> WORK INSTRUCTIONS
Pull out of the data below the stretch of lines bounded by the one containing "Target: window with plantation shutter" and the one containing "Exercise. Pick out the black cabinet", both bounds included, unchanged.

> Stored entries
#####
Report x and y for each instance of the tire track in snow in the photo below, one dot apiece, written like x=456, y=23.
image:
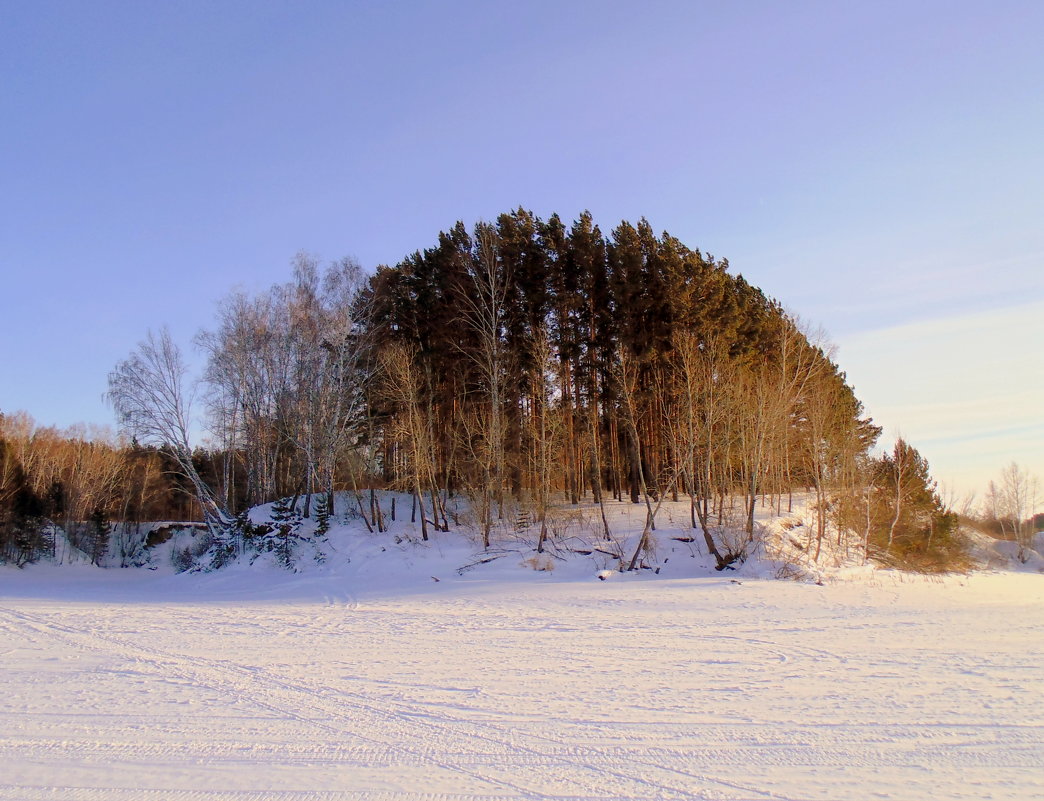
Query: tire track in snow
x=589, y=777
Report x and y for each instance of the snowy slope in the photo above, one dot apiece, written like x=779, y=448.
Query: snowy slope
x=400, y=669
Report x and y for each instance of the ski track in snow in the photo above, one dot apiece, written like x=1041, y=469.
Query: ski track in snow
x=677, y=689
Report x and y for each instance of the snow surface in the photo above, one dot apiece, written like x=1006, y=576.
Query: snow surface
x=390, y=673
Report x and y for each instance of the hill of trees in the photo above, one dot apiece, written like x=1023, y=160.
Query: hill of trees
x=524, y=361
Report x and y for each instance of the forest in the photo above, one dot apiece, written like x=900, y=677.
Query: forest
x=521, y=364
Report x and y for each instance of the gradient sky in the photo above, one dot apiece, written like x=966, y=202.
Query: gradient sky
x=878, y=167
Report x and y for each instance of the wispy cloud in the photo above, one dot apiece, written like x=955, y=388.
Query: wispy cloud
x=967, y=390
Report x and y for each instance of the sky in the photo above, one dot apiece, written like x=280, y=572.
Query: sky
x=877, y=167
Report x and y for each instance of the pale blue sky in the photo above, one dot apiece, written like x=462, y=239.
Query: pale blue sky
x=874, y=166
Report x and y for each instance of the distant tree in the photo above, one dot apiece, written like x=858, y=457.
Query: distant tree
x=1013, y=502
x=147, y=392
x=920, y=532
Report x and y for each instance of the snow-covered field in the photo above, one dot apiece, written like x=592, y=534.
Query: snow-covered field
x=353, y=682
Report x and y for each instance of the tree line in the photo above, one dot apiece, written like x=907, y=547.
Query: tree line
x=525, y=363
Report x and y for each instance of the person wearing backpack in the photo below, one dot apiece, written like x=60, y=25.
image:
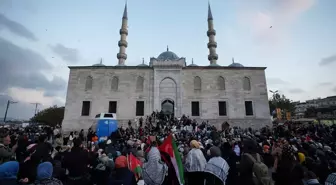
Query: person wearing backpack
x=252, y=169
x=6, y=153
x=284, y=165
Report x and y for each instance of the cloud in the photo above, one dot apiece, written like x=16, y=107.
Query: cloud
x=296, y=91
x=70, y=55
x=324, y=84
x=20, y=110
x=276, y=81
x=16, y=28
x=280, y=15
x=328, y=60
x=23, y=68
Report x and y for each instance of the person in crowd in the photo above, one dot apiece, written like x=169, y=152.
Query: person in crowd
x=8, y=173
x=231, y=158
x=71, y=138
x=284, y=165
x=311, y=179
x=123, y=175
x=195, y=163
x=44, y=175
x=217, y=168
x=76, y=162
x=154, y=170
x=6, y=153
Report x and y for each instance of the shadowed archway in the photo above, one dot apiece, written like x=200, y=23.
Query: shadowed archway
x=167, y=107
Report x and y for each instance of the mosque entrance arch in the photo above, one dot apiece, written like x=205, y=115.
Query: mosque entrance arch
x=167, y=107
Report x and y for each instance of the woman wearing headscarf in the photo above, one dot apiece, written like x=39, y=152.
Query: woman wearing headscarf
x=8, y=173
x=284, y=166
x=154, y=171
x=195, y=164
x=44, y=175
x=231, y=158
x=123, y=174
x=217, y=169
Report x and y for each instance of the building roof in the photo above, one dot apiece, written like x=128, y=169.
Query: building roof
x=149, y=67
x=168, y=55
x=236, y=65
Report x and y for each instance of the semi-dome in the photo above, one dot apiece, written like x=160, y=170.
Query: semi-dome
x=100, y=63
x=192, y=63
x=143, y=63
x=168, y=55
x=236, y=65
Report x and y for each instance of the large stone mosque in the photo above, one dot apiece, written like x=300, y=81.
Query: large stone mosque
x=215, y=93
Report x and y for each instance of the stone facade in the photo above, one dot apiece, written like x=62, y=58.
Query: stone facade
x=167, y=80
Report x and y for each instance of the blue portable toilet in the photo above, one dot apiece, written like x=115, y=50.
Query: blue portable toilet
x=106, y=124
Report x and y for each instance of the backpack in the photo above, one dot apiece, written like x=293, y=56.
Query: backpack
x=260, y=170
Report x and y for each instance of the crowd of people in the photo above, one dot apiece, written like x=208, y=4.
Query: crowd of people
x=164, y=150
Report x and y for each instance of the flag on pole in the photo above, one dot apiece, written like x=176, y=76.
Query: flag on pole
x=169, y=146
x=134, y=165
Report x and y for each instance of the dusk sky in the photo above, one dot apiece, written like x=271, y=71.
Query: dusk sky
x=294, y=39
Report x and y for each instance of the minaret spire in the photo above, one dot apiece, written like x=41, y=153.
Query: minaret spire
x=122, y=56
x=212, y=44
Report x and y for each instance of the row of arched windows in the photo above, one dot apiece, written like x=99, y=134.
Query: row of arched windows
x=115, y=83
x=221, y=83
x=140, y=83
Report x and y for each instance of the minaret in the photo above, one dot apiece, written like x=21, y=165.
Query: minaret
x=122, y=56
x=212, y=45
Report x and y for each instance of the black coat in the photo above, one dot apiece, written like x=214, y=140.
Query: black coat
x=76, y=161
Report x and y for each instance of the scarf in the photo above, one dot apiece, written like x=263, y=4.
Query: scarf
x=154, y=171
x=218, y=167
x=44, y=171
x=9, y=170
x=195, y=161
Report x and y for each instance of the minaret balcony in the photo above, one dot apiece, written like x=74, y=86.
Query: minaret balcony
x=122, y=56
x=123, y=31
x=212, y=57
x=211, y=32
x=123, y=43
x=212, y=44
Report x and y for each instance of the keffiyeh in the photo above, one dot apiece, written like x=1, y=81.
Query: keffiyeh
x=154, y=171
x=195, y=161
x=218, y=167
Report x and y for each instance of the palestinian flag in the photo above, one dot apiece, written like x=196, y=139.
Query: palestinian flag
x=134, y=165
x=169, y=148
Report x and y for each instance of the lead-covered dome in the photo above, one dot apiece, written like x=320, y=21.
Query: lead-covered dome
x=236, y=65
x=168, y=55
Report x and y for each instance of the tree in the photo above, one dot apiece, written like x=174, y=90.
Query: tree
x=51, y=116
x=280, y=101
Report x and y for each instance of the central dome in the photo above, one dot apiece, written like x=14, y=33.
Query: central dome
x=168, y=55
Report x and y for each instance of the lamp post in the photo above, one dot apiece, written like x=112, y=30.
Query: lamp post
x=8, y=104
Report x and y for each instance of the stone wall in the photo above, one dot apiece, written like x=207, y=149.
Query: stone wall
x=127, y=95
x=101, y=93
x=234, y=95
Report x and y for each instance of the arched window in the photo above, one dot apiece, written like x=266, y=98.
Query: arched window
x=197, y=83
x=88, y=83
x=246, y=84
x=221, y=83
x=140, y=83
x=115, y=83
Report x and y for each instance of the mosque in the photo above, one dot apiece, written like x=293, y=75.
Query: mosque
x=215, y=93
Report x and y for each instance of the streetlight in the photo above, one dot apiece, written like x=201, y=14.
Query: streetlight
x=8, y=104
x=273, y=92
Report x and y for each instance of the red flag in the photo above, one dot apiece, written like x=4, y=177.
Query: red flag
x=134, y=165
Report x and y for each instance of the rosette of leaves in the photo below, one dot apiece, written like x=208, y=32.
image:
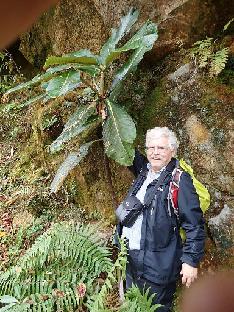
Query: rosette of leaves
x=85, y=72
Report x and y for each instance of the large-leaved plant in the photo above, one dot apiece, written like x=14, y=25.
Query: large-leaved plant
x=86, y=73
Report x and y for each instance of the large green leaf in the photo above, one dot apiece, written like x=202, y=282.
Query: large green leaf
x=62, y=84
x=72, y=160
x=93, y=70
x=119, y=132
x=82, y=57
x=117, y=34
x=142, y=42
x=76, y=124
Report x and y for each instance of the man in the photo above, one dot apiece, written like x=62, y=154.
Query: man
x=156, y=254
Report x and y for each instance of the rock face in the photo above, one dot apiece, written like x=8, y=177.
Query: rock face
x=77, y=24
x=170, y=93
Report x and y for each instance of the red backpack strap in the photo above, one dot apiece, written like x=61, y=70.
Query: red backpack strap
x=174, y=190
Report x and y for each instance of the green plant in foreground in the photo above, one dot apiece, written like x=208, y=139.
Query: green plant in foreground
x=206, y=56
x=136, y=301
x=89, y=76
x=58, y=271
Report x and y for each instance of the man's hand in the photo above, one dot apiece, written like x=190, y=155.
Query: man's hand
x=189, y=274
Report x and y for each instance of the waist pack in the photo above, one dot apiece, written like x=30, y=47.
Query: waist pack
x=128, y=211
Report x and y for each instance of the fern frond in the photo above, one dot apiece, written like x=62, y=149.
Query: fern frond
x=138, y=302
x=48, y=274
x=219, y=61
x=96, y=303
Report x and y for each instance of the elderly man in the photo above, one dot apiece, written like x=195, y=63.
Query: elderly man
x=157, y=256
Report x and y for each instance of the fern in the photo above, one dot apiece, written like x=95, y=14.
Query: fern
x=203, y=52
x=96, y=303
x=219, y=61
x=138, y=302
x=48, y=276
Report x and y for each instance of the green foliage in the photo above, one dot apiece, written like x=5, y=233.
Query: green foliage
x=228, y=24
x=87, y=74
x=7, y=68
x=17, y=240
x=206, y=56
x=135, y=301
x=96, y=303
x=58, y=270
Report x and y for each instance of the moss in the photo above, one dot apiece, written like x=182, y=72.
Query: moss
x=153, y=111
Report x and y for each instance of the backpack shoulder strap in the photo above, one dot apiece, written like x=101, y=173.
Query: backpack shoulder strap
x=174, y=190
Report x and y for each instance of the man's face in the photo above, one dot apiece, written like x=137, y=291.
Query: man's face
x=159, y=152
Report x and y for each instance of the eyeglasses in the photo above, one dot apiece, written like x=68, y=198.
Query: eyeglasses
x=160, y=149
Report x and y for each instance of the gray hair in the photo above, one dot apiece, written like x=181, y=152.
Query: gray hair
x=157, y=132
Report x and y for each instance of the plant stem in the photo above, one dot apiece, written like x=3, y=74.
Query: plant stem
x=109, y=179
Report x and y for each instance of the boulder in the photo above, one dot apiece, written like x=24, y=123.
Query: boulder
x=78, y=24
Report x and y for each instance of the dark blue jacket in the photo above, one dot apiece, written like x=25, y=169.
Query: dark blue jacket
x=161, y=250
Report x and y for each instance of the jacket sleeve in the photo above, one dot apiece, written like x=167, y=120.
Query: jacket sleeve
x=192, y=221
x=139, y=163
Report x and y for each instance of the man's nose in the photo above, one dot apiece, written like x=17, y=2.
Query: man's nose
x=156, y=150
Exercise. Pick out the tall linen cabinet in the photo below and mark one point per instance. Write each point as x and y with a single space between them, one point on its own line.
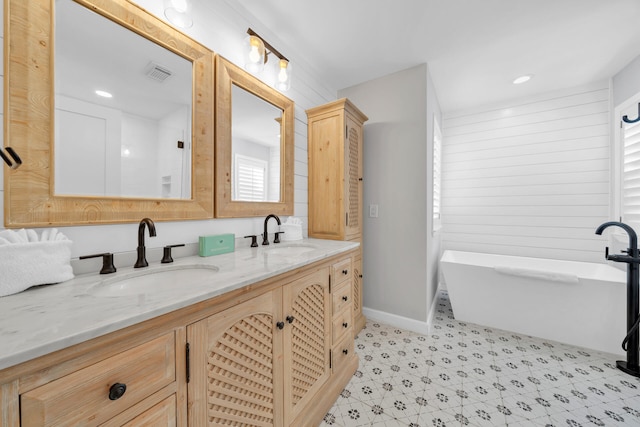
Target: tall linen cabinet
335 144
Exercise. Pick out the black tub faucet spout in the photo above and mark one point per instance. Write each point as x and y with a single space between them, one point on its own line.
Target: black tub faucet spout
632 339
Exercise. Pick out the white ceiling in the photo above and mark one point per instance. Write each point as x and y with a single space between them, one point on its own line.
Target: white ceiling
473 48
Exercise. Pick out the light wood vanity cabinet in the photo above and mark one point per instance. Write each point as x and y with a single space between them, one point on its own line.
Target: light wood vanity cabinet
261 362
335 144
267 354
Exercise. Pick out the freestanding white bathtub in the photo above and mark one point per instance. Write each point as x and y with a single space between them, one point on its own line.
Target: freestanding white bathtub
577 303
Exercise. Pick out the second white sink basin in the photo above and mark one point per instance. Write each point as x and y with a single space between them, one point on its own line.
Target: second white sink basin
150 281
289 250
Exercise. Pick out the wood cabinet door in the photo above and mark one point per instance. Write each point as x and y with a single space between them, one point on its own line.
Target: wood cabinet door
236 365
353 178
326 181
306 340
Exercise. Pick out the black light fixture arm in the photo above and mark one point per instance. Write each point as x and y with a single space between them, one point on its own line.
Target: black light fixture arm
270 48
17 161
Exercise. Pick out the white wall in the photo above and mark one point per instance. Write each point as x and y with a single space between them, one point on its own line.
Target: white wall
221 26
397 178
529 177
626 82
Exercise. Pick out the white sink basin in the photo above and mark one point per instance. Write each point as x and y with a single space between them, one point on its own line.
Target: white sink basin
150 281
289 250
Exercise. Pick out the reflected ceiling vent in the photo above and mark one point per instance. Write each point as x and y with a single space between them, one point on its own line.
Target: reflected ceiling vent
157 72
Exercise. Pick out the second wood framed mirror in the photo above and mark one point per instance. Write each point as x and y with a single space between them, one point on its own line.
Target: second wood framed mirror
254 146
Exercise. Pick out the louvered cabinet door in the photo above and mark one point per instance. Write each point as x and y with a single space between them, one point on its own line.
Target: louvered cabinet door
235 365
306 340
353 179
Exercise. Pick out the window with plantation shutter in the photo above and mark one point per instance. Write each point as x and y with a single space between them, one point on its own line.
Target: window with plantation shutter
250 178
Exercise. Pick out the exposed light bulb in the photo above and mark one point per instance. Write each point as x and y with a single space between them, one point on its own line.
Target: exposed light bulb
283 82
254 54
283 76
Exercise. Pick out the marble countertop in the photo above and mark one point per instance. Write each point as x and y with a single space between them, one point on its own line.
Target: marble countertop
44 319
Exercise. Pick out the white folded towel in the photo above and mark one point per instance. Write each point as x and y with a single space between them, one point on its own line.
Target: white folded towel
551 276
26 260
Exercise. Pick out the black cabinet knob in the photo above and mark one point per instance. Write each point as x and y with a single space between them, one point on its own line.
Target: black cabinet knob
117 391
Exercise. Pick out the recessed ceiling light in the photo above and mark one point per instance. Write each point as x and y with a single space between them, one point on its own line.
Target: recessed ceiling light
522 79
104 94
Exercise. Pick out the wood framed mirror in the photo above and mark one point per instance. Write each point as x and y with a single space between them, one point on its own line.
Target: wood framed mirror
31 196
254 146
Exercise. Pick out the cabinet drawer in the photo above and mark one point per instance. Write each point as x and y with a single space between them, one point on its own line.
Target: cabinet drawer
82 398
341 297
162 414
342 352
341 271
342 324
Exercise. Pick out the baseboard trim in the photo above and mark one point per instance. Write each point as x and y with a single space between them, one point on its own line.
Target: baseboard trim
395 320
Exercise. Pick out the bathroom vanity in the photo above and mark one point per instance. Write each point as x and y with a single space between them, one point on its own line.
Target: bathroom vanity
260 336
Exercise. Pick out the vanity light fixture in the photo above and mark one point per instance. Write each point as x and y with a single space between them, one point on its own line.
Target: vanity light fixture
178 12
522 79
256 55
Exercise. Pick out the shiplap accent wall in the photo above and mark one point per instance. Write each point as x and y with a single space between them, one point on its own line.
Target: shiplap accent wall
529 178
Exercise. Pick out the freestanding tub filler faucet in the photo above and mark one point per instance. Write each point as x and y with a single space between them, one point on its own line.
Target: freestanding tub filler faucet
265 235
142 259
632 340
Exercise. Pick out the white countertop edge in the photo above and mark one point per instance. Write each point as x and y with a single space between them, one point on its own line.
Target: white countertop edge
28 326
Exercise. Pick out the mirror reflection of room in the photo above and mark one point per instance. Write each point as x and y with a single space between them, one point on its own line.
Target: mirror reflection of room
256 148
122 111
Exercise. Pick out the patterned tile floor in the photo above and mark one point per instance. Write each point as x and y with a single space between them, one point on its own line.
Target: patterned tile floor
469 375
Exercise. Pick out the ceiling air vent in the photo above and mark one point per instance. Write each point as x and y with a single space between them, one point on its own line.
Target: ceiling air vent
157 72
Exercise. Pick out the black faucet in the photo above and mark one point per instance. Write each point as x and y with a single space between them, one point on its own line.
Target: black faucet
142 260
265 235
632 258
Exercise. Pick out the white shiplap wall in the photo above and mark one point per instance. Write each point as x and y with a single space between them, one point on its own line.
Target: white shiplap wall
529 178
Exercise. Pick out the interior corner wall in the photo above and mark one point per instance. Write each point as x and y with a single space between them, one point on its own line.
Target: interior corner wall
395 179
433 236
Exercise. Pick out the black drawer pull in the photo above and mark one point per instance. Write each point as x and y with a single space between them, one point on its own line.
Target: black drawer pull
117 391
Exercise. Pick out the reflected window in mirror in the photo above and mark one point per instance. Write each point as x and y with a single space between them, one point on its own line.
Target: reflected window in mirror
256 148
122 110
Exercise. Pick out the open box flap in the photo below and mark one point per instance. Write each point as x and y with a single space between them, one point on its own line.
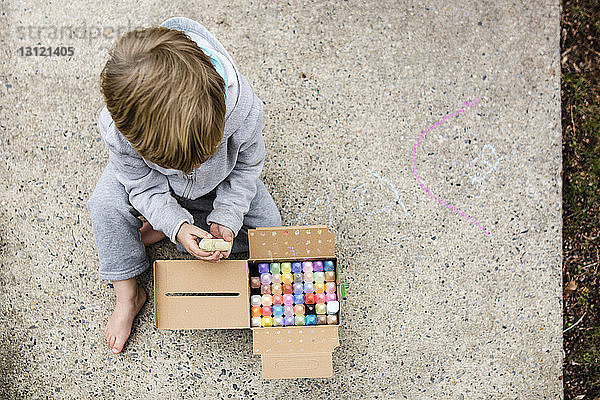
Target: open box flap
296 351
286 242
196 294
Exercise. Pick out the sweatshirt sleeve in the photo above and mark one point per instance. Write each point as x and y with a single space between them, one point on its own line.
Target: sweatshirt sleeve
147 188
234 194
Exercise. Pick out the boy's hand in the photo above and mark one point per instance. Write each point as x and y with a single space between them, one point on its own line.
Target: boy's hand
188 236
222 232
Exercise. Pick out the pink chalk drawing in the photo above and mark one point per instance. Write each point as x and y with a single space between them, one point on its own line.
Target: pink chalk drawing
446 204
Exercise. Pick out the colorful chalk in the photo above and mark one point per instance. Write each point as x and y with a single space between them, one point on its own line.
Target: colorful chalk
321 308
319 287
275 268
294 293
276 289
298 277
287 288
255 300
255 282
319 276
265 289
256 311
266 300
299 298
277 311
330 287
286 268
309 298
288 299
296 267
287 277
298 288
309 287
307 266
309 277
288 310
277 299
329 276
317 266
263 268
266 279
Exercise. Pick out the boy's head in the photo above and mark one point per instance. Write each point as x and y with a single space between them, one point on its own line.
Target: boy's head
165 97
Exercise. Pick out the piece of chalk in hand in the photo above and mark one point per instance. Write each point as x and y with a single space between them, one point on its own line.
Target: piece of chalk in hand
214 244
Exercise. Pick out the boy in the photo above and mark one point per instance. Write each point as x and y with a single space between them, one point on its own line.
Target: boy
184 133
#####
> THE ANSWER
Target: window with plantation shutter
250 178
Exercise. Pick out the exposed light bulb in the photo above and mark one point per instance. Write each point as x and y with a single space between them, one point on its own line.
Target: exposed light bulb
283 82
254 54
283 76
Exercise. Pick out the marble countertop in the photo above and mark one point per instance. Write each point as x and y with a single space between them, one point on its own line.
Target: marble countertop
44 319
Exercise. Pick out the white folded towel in the photo above and mark one point per instance. Write each point as x and y with a single space between them, one point on its own line.
Target: white folded towel
551 276
26 260
Exercise. Pick out the black cabinet knob in the photo above and mark one point per instance. Write each point as x and y with a single space between them, one point on its own line.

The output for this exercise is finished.